━━ Source text

On Wed, Feb 5, 2014 at 2:35 PM, Edgar L. Owen <edgaro...@att.net> wrote:

> Jesse,
>
> Let me ask you this simple question. You agree that there is "a same point
> in spacetime" that both twin meet at and in which their clock times are
> different.
>
> How does your theory, or relativity, account for or predict this same
> point with different clock times starting from when the one twin leaves on
> his journey?
>
> Is there any choice of frames which computes this result in relativity
> theory? If so what?
>


Yes, all of them predict it. In the context of any allowable choice of
coordinate system, if two events occur at exactly the same position and
time coordinates, then that leads to the conclusion that they must have
occured at the "same point in spacetime" in a coordinate-independent sense
(understood either in terms of spacetime geometry or in terms of the
operation definition I mentioned). So if any given frame assigns the same
space and time coordinates to a pair of clock-readings for each twin, like
"twin A turns 30" and "twin B turns 40", that implies these events happened
at the same point in spacetime, and it always works out that other frames
assign this pair of events identical coordinates too.

Jesse



>
> If not then we must assume a separate kind of time in which it is true.
> That is p-time.
>
> I think this question gets to the crux of the disagreement....
>
> Edgar
>
> On Wednesday, February 5, 2014 1:40:41 PM UTC-5, jessem wrote:
>>
>>
>>
>> On Wed, Feb 5, 2014 at 10:53 AM, Edgar L. Owen <edga...@att.net> wrote:
>>
>>> Jesse,
>>>
>>> A couple of points in response:
>>>
>>> 1. Even WITHOUT my present moment, the well established fact of a 4-d
>>> universe does NOT imply block time nor require it. Clock time still flows
>>> just fine in SR and GR.
>>>
>>
>> I would agree that the 4D mathematics of relativity theory doesn't
>> require the ontology of block time, though I don't see any alternative to
>> block time besides some sort of "metaphysically preferred" definition of
>> simultaneity (which wouldn't contradict relativity as long as long as this
>> definition wasn't "preferred" by the measurable laws of physics). I don't
>> know what you mean by "clock time still flows" in SR and GR--it only
>> "flows" in the sense that its value is different at different points along
>> a worldline, the same sense in which we could say that "distance from the
>> end of the wire" flows along a piece of wire (i.e. the value of "distance
>> from the end of the wire" is different at different points along the wire).

━━━━

What you need to do —
A) In the relativity email exchange, what name does Edgar give to the separate kind of time he says must be assumed?
B) Extend the relativity email exchange, picking up after its final sentence.
The records have no role in this.

━━ Information shown

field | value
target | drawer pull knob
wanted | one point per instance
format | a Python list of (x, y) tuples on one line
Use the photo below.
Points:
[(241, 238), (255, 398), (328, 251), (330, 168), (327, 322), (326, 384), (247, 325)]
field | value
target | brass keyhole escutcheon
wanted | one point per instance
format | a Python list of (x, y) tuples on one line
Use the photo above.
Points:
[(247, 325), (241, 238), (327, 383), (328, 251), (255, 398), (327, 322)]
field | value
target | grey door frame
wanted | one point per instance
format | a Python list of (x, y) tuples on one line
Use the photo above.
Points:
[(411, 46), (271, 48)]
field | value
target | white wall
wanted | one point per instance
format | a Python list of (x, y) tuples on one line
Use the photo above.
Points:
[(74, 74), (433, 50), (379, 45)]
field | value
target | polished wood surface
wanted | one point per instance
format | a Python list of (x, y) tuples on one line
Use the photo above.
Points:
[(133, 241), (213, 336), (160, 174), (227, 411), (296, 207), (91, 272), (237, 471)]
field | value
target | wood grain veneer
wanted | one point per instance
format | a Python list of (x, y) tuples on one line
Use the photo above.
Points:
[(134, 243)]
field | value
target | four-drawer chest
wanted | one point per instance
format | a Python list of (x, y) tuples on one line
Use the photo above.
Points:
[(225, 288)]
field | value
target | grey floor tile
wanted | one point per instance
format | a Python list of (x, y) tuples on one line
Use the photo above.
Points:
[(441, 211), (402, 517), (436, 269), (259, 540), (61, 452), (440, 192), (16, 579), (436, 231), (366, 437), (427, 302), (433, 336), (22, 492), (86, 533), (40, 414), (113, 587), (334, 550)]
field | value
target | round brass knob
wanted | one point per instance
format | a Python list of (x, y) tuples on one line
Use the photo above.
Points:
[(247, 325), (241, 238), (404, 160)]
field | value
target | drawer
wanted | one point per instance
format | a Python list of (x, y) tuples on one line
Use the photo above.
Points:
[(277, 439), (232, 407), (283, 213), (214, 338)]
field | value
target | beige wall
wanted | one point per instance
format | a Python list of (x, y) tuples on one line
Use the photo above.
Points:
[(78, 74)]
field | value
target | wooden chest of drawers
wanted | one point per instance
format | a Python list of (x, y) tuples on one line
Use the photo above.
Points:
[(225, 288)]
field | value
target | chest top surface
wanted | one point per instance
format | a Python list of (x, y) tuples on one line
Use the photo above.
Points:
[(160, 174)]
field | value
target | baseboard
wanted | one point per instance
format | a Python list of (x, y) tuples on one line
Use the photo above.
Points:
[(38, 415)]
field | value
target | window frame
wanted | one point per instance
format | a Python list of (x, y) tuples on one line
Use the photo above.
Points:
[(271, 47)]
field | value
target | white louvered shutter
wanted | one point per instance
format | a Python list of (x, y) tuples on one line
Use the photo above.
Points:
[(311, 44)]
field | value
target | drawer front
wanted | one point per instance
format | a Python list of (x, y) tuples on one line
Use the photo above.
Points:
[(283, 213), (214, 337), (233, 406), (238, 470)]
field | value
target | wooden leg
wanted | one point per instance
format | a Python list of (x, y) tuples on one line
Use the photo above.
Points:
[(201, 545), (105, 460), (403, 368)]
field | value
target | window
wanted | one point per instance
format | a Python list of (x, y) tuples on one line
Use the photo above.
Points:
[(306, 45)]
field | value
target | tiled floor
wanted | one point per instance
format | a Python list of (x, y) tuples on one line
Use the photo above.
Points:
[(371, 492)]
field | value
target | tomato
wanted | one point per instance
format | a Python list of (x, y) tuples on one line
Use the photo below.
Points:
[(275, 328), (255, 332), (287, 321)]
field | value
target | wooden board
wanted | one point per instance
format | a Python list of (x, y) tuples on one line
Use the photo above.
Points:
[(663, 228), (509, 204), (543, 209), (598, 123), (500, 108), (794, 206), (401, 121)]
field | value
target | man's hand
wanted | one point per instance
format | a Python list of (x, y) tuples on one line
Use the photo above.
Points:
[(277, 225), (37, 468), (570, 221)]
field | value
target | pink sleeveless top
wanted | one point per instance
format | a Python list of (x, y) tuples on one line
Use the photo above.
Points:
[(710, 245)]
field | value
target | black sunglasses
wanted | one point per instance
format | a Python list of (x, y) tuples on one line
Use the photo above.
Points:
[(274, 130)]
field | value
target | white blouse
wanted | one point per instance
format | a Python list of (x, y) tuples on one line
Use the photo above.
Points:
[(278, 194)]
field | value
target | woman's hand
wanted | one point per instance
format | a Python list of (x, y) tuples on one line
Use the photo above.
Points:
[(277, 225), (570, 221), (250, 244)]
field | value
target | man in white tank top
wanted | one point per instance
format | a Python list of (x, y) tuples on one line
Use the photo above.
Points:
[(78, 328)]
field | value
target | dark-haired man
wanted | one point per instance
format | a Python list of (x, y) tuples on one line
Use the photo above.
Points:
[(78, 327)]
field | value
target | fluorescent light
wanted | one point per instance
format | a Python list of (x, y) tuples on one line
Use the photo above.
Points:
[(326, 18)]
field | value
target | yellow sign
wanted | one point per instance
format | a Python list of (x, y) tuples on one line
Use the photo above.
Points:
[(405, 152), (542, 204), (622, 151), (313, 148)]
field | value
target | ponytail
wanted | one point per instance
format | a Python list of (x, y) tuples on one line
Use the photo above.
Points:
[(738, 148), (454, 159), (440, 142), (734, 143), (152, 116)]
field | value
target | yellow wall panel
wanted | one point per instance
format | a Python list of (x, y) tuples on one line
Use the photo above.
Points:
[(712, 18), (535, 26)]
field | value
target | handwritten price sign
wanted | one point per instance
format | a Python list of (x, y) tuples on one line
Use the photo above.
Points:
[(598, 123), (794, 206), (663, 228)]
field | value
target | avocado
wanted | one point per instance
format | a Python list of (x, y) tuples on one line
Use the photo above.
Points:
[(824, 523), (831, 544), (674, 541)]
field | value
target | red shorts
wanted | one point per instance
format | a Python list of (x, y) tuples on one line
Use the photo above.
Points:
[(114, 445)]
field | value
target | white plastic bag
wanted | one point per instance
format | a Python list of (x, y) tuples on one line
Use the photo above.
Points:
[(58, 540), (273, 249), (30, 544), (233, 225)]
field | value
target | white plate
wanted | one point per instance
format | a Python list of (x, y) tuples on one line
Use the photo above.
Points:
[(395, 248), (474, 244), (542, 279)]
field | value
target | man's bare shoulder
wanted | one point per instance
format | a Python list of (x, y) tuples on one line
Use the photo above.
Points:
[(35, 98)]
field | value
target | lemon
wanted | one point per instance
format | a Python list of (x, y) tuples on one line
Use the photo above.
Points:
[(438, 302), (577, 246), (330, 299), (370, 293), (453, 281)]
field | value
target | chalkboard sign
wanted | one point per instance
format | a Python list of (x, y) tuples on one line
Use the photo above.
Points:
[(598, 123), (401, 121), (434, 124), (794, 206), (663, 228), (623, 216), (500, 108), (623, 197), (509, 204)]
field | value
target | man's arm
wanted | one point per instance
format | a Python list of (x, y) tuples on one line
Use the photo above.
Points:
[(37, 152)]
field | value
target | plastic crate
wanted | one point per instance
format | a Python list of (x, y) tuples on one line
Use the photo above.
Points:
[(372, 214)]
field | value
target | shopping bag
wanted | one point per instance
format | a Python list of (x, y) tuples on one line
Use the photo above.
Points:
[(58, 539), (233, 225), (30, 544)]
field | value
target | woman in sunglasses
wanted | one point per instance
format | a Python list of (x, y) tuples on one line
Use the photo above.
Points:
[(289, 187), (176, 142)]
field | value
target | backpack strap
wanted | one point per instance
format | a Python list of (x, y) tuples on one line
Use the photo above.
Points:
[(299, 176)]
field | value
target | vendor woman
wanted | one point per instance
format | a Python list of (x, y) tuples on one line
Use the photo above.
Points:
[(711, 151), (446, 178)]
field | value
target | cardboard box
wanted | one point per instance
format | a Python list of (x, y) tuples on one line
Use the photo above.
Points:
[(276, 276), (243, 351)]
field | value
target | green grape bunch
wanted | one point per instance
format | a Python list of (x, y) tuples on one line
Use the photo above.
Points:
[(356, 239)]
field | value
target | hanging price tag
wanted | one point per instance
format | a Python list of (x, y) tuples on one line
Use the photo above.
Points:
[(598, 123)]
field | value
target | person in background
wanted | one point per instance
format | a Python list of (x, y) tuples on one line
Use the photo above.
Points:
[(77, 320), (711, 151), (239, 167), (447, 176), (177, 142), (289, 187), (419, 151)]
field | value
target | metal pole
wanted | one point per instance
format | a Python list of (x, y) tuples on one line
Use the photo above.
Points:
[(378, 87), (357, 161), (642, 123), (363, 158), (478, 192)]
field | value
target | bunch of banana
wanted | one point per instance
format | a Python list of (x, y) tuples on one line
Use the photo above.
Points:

━━━━

Task answers —
A) p-time

B)
>>
>>
>>
>>
>>> No clock time simultaneity of distant (relativistic is a better
>>> descriptor) events does NOT imply time is not flowing at those events. This
>>> is quite clear. It's a fundamental assumption of relativity that time flows.
>>>
>>
>> What mathematical element of relativity corresponds to your notion of
>> "flow"?
>>
>>
>>>
>>> In fact relativity itself conclusively falsifies block time as it
>>> requires everything to be at one and only one point in clock time due to
>>> the fact that everything always travels at the speed of light through
>>> spacetime. I find it baffling that so many can't grasp this simple fact.
>>>
>>
>> Huh? "Everything moves at the speed of light through spacetime" is not
>> how most physicists would describe relativity, and those few who do are
>> just speaking in a colorful way about the magnitude of the 4-velocity
>> always being equal to c. And the 4-velocity is just defined as a vector
>> whose components give you the rate of change of the spacetime coordinates
>> t,x,y,z relative to proper time.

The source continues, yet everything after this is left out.